#### REQUIRED TASK:
The data must be returned in full and exactly as given.

========================================================================

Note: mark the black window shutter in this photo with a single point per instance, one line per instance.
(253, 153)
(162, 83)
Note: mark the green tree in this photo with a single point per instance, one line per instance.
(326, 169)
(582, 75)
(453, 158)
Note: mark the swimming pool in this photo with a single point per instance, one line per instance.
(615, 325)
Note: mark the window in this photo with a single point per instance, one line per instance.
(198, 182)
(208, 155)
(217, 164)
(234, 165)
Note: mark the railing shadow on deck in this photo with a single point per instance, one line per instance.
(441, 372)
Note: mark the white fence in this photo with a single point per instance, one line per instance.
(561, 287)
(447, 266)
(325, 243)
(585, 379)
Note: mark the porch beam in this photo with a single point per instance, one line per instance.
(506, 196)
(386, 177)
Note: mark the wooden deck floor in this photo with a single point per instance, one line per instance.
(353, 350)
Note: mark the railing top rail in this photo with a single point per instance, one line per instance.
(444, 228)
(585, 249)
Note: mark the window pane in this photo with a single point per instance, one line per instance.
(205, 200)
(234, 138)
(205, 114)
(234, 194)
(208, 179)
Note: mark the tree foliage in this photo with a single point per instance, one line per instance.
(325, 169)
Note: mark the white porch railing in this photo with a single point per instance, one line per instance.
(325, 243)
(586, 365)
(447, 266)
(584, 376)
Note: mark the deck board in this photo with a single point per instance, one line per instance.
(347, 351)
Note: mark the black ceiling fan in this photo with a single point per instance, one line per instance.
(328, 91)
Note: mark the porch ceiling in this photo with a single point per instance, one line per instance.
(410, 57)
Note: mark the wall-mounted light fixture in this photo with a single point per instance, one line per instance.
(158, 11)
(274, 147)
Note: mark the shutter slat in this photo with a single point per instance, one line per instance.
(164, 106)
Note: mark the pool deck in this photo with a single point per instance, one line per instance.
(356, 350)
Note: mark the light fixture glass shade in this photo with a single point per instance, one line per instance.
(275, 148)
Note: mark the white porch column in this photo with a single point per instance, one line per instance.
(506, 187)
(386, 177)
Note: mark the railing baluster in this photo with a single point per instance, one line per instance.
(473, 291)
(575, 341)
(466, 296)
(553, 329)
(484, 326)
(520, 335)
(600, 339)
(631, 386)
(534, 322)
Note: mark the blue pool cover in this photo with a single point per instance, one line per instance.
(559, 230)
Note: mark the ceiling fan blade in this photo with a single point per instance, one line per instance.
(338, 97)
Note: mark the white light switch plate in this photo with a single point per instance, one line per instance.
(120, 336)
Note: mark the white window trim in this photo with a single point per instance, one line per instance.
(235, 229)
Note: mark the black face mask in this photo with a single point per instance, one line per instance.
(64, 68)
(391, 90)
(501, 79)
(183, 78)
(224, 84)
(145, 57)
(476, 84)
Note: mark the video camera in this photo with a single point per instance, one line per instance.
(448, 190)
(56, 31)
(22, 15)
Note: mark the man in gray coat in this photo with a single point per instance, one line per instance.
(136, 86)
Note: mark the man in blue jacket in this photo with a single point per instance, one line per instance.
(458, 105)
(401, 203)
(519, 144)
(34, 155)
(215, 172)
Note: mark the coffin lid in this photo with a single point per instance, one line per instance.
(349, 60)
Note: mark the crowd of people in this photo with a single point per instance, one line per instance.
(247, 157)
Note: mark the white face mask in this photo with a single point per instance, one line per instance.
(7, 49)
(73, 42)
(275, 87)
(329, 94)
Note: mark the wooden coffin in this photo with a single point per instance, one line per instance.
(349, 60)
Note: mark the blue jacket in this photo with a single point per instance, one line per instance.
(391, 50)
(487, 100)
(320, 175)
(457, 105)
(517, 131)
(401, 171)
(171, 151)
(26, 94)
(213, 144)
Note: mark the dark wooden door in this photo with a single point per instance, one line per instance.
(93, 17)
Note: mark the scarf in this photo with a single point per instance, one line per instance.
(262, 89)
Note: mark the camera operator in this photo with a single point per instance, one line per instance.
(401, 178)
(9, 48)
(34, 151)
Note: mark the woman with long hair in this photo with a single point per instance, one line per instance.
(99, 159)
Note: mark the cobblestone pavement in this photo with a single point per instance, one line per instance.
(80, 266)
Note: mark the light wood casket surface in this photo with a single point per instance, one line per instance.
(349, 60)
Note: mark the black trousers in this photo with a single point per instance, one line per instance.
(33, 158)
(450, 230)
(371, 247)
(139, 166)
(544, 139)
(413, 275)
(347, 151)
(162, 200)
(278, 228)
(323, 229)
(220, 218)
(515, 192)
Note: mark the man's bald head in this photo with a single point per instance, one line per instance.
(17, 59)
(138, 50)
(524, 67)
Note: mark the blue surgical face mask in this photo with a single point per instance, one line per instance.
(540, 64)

========================================================================

#### COMPLETE RESPONSE:
Note: mark the black window shutter in this photo with a single point per instance, one line per instance.
(253, 153)
(162, 83)
Note: mark the green tree in this photo with a single point per instance, one line per instance.
(326, 169)
(582, 75)
(453, 158)
Note: mark the swimming pool in this photo with a single point per instance, one line per instance.
(615, 325)
Note: mark the window in this photo with a single point per instance, one line per instance.
(198, 182)
(208, 155)
(217, 164)
(234, 165)
Note: mark the railing shadow on deck in this photo with a single point per instance, one line per instance.
(441, 372)
Note: mark the white fence in this photo with a single point per instance, one line per instance.
(561, 287)
(447, 266)
(325, 243)
(585, 379)
Note: mark the porch beam in this photo with a single point per instance, one line per instance.
(506, 196)
(386, 177)
Note: mark the wooden deck floor in this photo with a single point per instance, one line per instance.
(353, 350)
Note: mark the railing top rail in this photo with a single point per instance, one line per instance.
(444, 228)
(585, 249)
Note: mark the window pane in this photo with a single point per instance, one line per instance.
(205, 200)
(234, 138)
(205, 114)
(234, 194)
(208, 179)
Note: mark the tree foliage in this photo with a single point per instance, one line per instance.
(325, 169)
Note: mark the white porch railing in this photo with a single point per instance, one line per instance.
(325, 243)
(586, 365)
(447, 266)
(584, 376)
Note: mark the deck board in this photo with a single point per instance, one line per instance.
(347, 351)
Note: mark the black ceiling fan in this photo with a single point per instance, one line per instance.
(328, 91)
Note: mark the porch ceiling in this photo with a single point per instance, one line per instance.
(410, 57)
Note: mark the wall-mounted light fixture in this photo with a single point per instance, one line per instance.
(158, 11)
(274, 147)
Note: mark the shutter slat in this photo with a single point per instance, one line per instance.
(164, 106)
Note: mark the pool deck in this photo with a single point per instance, one line per instance.
(356, 350)
Note: mark the light fixture glass shade in this photo with a single point per instance, one line per instance.
(275, 148)
Note: mark the white porch column in this photo with a single point per instance, one line per instance.
(506, 187)
(386, 177)
Note: mark the railing baluster in this photo with a single point per instance, one line per instance.
(473, 291)
(575, 341)
(466, 296)
(553, 329)
(484, 326)
(520, 335)
(600, 339)
(631, 386)
(534, 322)
Note: mark the blue pool cover in this photo with a single point per instance, one line per instance.
(559, 230)
Note: mark the ceiling fan blade in this photo with a single point per instance, one line per instance.
(338, 97)
Note: mark the white light switch plate in this photo with a single point per instance, one line per instance.
(120, 336)
Note: mark the white window trim in this photo with a single point per instance, one line per instance.
(235, 229)
Note: mark the black face mask in this photo with a single point per instance, one line per instance.
(64, 68)
(391, 90)
(501, 79)
(183, 78)
(224, 84)
(145, 57)
(476, 84)
Note: mark the video camera in this photo with a single point per instance, one line per instance.
(448, 190)
(56, 31)
(22, 15)
Note: mark the man in gray coat in this photo with a single point per instance, one line per instance.
(136, 86)
Note: mark the man in blue jacket in this photo with a single point per instance, one line per instance.
(458, 105)
(401, 203)
(519, 144)
(34, 155)
(215, 172)
Note: mark the coffin lid in this photo with a single point per instance, one line per instance.
(349, 60)
Note: mark the crowd of people in this photo with a single point per instance, one line per instance.
(247, 157)
Note: mark the white face mask in this photo with a single point per instance, one line per instance.
(7, 49)
(73, 42)
(275, 87)
(329, 94)
Note: mark the wooden coffin in this photo with a single point per instance, one line per instance.
(349, 60)
Note: mark the blue jacket in this photo with a single point per instance, one line per instance.
(391, 50)
(487, 100)
(320, 175)
(457, 105)
(517, 131)
(401, 171)
(171, 151)
(26, 94)
(213, 144)
Note: mark the dark wooden door in this photo with a single point per instance, one line per instance.
(93, 17)
Note: mark the scarf in this photo with a single point per instance, one line per instance.
(262, 89)
Note: mark the camera operator in this photo with a single point per instance, one line per instance.
(401, 178)
(9, 48)
(34, 151)
Note: mark the woman with long hair in this photo with a single point per instance, one line per instance.
(99, 159)
Note: mark the cobblestone pavement in this photo with a single point per instance, one line per instance.
(80, 266)
Note: mark the light wood casket surface in this photo with a single point per instance, one line per instance.
(349, 60)
Note: mark the black trousers in this photo with a single point per instance, one line per instance.
(33, 158)
(450, 230)
(371, 247)
(139, 166)
(544, 139)
(413, 275)
(347, 151)
(162, 200)
(278, 228)
(323, 229)
(220, 218)
(515, 192)
Note: mark the man's bald head in this photo with a single point per instance, one line per instance.
(17, 59)
(138, 50)
(524, 67)
Note: mark the blue surgical face mask in this photo with a single point per instance, one line per instance.
(540, 64)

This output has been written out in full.